第21話 「絆」
2015年06月23日

「一期一会」
これまで多くの方に支えられ、多くのことを教えられてきました
正直、10年前はつくづく自分勝手だったと思います
アクセサリーを作る嫁から教えられたことは数え切れません
同じように見える材料でも納得できないものは一切使いません
自己満足することもなく、ご愛用いただく方に喜んでいただくことが最優先
女性ならではの気づかいというか、やさしい思いやりの気持ちが作品にこめられていきます
まさに作品はわが子であります

私は若い頃から子供好きでした
今でも赤ちゃんやチビッ子を見かけると可愛くてたまりません
ところが自分勝手な私は「父親」としては赤点だったと思います
世の中もすっかり変わってしまいました
産まれたばかりの赤ちゃんを母親が殺したり、子供が親を殺したり
朝ごはんも食べないで学校へ行く子供がいたり
子供をほったらかして遊ぶ親がいたり
オリンピックも集団的自衛権も大事な問題ですが
子供たちに「愛」というものを伝えることを真剣に考えるべきだと考えます
平等こそ不平等であります
もちろん差別は絶対にあってはならないことです
人間として男も女も同じなのは当たり前です
ただ男女の区別は必要です
自然界の動物をみても、平均寿命をみてもわかるように女性のほうが生命力が強いのです
弱い男を強くするために教えてきたこと
「男のくせに泣くな!」「それでもお前は男か!」
══════
* 設問 1:
上の「ページ抜粋」について答えてください。
(a) 筆者は10年前の自分をどう振り返っていますか?
(b) 筆者の嫁は何を作っていますか?
(c) 女性のほうが生命力が強いことを示す手がかりとして、何が挙げられていますか?
══════
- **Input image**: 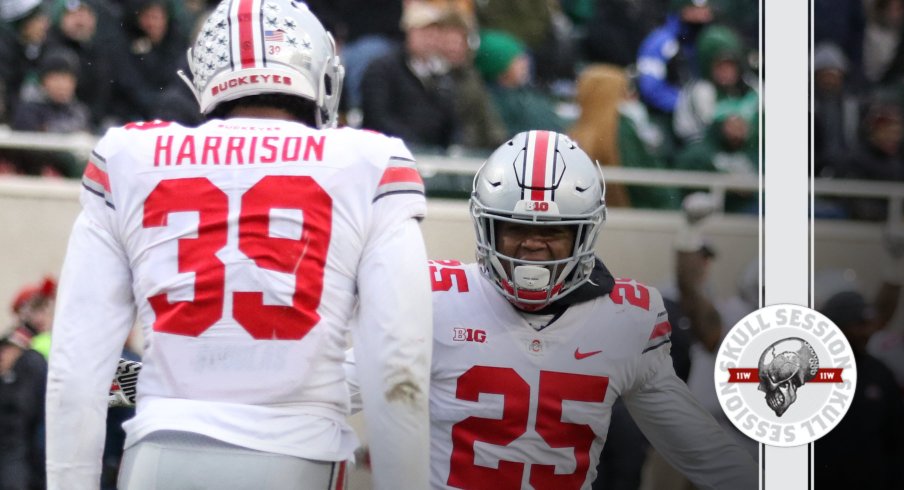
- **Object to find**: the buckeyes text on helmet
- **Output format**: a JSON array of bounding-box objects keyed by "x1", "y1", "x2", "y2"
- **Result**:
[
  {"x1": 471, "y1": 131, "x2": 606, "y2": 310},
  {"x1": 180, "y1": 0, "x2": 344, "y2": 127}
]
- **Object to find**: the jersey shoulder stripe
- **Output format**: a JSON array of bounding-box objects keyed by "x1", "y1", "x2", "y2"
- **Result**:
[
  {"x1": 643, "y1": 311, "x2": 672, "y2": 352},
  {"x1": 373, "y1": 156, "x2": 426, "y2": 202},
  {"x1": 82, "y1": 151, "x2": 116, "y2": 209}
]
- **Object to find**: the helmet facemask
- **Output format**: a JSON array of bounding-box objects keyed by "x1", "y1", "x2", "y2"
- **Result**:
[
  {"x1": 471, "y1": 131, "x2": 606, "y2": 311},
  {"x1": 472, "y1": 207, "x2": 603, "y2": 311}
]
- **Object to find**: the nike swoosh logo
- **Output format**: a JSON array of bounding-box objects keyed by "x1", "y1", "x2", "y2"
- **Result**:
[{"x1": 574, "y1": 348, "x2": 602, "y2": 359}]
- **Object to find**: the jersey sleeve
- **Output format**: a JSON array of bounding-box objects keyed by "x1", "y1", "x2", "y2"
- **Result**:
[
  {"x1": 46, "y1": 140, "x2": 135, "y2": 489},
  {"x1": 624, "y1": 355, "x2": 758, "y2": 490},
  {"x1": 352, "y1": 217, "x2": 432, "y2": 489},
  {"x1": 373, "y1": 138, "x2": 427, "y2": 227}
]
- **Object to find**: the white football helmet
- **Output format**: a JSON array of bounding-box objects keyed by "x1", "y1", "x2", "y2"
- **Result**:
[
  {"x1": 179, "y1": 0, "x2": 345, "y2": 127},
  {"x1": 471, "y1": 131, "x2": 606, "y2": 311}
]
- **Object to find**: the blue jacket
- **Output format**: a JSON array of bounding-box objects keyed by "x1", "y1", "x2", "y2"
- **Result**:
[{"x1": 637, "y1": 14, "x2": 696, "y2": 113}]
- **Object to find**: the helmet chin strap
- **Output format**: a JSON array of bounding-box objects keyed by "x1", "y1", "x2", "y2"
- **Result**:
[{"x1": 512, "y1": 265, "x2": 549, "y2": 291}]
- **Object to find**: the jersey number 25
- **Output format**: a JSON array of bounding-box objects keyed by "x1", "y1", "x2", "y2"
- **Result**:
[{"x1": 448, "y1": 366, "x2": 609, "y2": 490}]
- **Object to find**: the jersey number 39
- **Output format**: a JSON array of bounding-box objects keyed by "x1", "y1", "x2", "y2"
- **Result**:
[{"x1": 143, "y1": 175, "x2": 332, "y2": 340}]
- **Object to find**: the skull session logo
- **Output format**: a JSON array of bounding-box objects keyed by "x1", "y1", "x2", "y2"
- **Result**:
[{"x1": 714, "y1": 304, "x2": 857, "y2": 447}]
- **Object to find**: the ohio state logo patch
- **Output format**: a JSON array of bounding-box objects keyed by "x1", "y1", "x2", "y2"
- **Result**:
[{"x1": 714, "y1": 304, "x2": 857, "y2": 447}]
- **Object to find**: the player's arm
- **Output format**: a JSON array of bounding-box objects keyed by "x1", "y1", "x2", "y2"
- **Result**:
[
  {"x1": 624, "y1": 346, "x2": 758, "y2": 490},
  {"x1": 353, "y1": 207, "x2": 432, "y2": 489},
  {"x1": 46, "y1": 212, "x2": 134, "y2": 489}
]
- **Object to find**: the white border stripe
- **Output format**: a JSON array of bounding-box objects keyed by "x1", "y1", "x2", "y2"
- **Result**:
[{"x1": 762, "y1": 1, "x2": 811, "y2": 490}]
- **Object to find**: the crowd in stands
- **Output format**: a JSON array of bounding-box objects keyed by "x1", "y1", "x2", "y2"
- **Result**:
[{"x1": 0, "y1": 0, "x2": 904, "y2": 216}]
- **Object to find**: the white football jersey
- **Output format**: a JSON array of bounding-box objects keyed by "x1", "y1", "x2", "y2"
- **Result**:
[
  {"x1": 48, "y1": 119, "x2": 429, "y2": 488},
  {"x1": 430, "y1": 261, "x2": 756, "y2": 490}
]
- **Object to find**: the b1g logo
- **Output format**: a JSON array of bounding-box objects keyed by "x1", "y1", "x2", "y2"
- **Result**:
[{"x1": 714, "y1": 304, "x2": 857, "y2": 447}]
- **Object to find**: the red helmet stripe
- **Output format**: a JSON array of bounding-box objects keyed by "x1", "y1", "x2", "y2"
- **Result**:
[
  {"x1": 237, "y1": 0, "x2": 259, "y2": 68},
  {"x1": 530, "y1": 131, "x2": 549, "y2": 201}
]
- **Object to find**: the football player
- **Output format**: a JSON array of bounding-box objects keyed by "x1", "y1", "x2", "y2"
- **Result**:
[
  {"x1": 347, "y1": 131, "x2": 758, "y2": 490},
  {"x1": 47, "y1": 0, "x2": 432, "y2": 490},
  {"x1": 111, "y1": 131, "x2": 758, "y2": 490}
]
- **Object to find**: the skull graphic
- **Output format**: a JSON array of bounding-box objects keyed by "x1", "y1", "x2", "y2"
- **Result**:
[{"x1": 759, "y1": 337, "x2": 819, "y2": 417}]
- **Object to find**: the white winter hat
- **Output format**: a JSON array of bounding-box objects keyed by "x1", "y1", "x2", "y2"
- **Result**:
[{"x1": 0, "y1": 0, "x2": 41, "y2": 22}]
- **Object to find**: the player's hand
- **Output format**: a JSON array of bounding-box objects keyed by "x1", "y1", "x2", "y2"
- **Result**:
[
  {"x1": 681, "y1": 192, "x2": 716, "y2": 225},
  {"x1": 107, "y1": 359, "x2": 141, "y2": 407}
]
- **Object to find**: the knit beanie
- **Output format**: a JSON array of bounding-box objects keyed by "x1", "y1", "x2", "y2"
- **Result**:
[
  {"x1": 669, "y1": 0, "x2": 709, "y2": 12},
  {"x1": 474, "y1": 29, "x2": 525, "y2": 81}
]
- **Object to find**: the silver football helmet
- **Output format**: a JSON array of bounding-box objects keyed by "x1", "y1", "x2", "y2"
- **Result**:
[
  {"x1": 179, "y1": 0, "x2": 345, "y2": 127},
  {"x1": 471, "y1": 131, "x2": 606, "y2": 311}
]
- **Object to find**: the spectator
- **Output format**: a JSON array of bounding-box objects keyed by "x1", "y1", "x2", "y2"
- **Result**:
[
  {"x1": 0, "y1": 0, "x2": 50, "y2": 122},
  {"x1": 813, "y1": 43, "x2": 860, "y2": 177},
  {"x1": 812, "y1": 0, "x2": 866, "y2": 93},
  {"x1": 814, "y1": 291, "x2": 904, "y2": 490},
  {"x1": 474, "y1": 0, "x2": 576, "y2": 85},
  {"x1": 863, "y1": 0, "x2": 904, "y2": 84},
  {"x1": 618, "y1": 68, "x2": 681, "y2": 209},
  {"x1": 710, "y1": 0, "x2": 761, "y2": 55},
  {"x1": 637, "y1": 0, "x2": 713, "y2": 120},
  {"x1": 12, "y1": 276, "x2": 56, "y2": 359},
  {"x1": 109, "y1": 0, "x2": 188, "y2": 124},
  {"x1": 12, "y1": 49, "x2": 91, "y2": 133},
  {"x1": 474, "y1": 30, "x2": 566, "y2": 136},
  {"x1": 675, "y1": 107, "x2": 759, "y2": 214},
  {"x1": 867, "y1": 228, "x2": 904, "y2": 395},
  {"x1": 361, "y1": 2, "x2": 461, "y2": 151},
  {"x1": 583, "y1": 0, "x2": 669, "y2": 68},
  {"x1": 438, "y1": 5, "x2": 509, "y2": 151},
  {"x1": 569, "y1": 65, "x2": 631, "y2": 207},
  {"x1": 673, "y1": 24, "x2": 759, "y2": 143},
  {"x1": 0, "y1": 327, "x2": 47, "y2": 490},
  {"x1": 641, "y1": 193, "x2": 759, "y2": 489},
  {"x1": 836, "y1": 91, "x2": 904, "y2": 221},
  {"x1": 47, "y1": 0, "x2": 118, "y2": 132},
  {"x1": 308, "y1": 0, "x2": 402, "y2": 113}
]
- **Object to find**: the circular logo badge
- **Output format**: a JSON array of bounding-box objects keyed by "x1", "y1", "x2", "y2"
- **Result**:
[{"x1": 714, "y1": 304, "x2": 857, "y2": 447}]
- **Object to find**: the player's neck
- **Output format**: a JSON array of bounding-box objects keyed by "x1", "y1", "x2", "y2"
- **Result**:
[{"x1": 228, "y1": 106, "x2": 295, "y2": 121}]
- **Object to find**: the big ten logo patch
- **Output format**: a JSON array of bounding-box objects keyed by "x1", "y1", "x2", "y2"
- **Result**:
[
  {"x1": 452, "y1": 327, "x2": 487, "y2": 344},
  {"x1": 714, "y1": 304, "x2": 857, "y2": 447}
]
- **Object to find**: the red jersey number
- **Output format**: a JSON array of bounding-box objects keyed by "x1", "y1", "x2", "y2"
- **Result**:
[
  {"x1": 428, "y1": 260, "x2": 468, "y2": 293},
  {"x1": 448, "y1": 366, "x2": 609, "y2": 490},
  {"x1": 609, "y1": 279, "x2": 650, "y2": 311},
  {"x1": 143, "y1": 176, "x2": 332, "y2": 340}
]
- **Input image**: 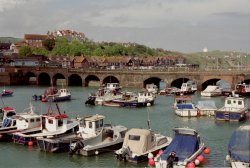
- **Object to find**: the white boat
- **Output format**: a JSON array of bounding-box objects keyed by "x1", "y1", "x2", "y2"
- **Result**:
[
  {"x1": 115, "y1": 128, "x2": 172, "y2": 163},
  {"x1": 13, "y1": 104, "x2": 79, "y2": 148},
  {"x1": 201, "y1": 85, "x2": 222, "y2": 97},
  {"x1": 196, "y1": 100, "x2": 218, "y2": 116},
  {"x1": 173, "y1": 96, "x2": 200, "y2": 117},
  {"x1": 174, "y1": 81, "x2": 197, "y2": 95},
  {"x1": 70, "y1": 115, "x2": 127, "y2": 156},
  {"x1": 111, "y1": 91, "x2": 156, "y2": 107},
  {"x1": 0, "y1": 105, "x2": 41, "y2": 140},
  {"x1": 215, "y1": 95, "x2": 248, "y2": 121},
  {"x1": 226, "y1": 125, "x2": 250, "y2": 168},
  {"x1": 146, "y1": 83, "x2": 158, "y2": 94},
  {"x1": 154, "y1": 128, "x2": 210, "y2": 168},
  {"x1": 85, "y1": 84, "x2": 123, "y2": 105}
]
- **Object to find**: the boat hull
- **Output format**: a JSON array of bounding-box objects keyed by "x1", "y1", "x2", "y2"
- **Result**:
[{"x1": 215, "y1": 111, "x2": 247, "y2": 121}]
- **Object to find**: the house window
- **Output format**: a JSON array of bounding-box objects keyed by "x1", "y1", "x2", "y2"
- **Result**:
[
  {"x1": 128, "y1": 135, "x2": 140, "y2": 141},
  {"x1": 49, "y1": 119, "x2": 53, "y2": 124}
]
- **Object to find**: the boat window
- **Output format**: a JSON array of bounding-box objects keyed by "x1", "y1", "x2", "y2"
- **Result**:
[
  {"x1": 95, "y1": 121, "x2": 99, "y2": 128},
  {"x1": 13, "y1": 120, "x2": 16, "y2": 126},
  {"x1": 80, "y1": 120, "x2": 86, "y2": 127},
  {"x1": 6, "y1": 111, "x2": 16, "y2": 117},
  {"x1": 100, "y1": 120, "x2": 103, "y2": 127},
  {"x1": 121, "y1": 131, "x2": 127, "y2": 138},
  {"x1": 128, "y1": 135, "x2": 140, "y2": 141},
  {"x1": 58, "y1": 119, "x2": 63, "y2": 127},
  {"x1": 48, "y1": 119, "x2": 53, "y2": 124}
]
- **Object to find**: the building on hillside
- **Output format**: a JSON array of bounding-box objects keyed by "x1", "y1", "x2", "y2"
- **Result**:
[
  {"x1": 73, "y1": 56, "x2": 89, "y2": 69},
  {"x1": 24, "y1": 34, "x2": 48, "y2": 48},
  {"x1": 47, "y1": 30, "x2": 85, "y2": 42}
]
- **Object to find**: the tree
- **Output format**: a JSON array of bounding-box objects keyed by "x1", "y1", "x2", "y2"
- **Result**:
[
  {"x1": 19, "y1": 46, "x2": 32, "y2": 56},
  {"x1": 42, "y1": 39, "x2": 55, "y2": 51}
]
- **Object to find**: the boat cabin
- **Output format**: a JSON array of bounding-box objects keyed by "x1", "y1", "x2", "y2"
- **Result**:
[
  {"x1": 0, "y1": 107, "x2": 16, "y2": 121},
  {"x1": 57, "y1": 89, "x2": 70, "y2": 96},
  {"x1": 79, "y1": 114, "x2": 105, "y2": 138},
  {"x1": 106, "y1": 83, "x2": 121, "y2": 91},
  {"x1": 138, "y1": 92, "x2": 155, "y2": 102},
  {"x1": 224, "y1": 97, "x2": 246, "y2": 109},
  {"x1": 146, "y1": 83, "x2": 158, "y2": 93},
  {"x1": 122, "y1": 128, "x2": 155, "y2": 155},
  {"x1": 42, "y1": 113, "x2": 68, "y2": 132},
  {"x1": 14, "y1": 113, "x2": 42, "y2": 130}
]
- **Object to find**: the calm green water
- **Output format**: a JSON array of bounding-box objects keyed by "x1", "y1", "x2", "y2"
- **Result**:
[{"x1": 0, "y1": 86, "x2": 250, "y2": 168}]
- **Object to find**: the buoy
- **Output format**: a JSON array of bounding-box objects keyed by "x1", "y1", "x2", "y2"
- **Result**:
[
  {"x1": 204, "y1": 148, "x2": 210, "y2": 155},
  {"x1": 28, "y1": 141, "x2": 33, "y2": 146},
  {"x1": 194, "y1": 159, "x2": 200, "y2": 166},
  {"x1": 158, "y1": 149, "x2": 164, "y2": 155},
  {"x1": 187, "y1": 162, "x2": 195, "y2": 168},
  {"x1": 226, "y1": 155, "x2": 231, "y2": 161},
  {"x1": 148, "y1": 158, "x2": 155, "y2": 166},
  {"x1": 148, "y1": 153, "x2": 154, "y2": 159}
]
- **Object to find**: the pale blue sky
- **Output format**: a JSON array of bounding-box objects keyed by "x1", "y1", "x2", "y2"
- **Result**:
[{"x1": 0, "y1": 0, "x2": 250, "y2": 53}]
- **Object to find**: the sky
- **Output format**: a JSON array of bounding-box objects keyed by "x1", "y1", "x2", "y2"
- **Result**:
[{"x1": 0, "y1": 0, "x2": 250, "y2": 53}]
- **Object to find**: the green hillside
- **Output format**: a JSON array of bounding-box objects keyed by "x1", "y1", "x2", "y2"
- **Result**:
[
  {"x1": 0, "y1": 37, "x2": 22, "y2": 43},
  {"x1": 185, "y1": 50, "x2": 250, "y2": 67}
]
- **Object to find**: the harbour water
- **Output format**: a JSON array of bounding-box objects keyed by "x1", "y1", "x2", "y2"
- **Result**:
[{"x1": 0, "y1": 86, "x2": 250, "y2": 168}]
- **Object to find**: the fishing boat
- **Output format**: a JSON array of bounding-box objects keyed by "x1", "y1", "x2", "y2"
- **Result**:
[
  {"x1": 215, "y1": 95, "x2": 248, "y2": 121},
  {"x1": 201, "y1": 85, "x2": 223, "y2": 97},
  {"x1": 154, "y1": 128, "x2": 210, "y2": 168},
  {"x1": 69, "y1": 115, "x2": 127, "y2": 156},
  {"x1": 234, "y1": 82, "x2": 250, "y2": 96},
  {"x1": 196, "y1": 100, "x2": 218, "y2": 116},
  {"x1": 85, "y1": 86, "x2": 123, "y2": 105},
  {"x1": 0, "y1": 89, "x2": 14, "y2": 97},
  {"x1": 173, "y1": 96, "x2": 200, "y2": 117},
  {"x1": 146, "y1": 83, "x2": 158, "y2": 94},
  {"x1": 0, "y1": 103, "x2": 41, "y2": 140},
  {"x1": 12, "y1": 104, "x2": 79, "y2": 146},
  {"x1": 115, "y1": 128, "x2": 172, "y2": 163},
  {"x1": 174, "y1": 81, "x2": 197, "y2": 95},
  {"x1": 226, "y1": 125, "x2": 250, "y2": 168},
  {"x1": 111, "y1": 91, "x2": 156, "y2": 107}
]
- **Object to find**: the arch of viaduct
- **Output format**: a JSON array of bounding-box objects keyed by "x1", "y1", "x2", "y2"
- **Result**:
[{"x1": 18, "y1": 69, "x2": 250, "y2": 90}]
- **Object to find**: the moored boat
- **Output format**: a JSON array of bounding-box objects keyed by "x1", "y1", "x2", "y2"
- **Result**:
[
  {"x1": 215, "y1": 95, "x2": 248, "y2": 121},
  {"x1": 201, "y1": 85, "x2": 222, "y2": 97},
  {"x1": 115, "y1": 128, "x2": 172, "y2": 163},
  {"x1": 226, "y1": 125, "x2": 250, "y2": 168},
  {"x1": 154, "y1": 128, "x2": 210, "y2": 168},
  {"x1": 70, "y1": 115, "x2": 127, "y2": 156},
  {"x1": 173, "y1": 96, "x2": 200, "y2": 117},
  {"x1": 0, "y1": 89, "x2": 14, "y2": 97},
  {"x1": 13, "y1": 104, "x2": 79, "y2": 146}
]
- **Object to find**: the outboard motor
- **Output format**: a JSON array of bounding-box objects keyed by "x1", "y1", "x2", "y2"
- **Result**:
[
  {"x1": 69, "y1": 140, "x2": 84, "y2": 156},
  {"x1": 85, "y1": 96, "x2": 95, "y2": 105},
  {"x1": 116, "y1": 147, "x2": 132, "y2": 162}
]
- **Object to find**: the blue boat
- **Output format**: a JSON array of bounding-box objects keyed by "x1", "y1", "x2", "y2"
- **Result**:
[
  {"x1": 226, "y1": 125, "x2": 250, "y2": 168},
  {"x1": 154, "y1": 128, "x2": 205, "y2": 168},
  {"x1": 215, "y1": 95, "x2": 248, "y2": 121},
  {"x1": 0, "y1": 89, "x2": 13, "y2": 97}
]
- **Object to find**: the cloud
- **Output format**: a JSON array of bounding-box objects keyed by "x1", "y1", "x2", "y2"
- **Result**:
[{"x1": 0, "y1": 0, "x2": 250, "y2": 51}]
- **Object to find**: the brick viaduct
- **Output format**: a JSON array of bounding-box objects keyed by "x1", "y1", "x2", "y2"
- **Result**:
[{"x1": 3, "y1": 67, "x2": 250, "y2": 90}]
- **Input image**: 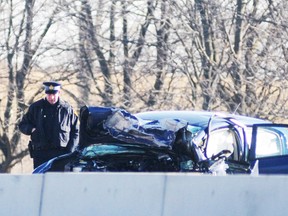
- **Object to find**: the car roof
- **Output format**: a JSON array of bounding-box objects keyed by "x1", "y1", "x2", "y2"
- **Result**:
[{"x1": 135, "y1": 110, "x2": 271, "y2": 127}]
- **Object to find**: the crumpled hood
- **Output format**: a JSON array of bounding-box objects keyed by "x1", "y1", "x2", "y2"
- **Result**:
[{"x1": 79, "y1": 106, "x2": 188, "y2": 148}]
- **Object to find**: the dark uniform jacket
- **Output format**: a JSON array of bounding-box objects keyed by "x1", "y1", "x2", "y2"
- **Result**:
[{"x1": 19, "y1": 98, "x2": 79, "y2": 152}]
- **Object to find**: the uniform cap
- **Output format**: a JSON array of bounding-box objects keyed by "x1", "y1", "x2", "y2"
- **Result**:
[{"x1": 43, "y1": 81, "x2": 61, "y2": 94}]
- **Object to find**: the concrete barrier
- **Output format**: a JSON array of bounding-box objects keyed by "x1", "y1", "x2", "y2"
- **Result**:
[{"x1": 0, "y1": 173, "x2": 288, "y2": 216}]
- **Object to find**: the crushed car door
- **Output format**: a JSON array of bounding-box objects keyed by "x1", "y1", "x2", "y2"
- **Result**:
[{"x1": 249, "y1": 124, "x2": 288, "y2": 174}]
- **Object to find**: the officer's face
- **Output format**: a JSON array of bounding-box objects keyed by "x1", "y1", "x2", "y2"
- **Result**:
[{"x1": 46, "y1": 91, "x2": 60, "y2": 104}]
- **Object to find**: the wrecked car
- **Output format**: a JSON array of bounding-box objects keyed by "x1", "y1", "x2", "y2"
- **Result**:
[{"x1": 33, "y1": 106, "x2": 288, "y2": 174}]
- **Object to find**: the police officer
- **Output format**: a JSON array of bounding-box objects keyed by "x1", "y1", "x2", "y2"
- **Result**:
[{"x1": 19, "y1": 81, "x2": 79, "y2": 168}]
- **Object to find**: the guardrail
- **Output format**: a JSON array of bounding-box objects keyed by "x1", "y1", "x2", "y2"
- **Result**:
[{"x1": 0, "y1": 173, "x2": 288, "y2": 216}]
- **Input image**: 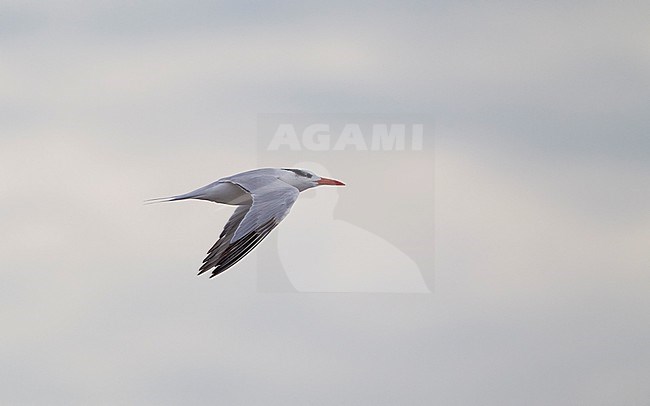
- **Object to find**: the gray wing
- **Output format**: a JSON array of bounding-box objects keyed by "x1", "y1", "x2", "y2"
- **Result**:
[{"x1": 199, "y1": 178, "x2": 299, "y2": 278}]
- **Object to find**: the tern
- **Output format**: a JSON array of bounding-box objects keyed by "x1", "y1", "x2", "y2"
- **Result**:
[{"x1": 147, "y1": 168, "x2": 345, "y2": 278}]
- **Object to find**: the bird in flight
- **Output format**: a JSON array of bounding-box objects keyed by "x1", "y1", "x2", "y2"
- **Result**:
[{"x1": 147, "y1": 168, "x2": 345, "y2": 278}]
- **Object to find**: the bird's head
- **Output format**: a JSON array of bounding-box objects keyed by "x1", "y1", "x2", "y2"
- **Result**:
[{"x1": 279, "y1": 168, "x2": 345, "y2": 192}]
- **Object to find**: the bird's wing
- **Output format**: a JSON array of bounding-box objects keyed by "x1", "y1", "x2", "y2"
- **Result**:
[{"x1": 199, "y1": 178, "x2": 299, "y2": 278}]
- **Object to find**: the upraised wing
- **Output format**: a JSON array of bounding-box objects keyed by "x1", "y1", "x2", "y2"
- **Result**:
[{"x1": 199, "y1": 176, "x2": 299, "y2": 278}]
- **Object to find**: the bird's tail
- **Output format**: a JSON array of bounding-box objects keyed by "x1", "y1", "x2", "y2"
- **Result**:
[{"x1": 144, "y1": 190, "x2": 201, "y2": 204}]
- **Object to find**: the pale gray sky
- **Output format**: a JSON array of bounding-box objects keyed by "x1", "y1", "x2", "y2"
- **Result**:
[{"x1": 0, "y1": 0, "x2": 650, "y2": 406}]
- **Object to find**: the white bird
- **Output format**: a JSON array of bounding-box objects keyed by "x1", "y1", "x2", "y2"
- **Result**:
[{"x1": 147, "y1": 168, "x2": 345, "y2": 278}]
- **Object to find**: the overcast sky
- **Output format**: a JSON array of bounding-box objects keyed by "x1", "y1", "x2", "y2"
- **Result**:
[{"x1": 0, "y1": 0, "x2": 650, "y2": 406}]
══════
* 設問 2: 上の記録から、「- **Object to find**: the white bird」を含む行から記録の最後の行までを、両端の行も含めてそのまま書き写してください。

* 解答 1:
(a) つくづく自分勝手だったと振り返っています。
(b) アクセサリーです。
(c) 自然界の動物と平均寿命です。

* 解答 2:
- **Object to find**: the white bird
- **Output format**: a JSON array of bounding-box objects keyed by "x1", "y1", "x2", "y2"
- **Result**:
[{"x1": 147, "y1": 168, "x2": 345, "y2": 278}]
- **Object to find**: the overcast sky
- **Output format**: a JSON array of bounding-box objects keyed by "x1", "y1", "x2", "y2"
- **Result**:
[{"x1": 0, "y1": 0, "x2": 650, "y2": 406}]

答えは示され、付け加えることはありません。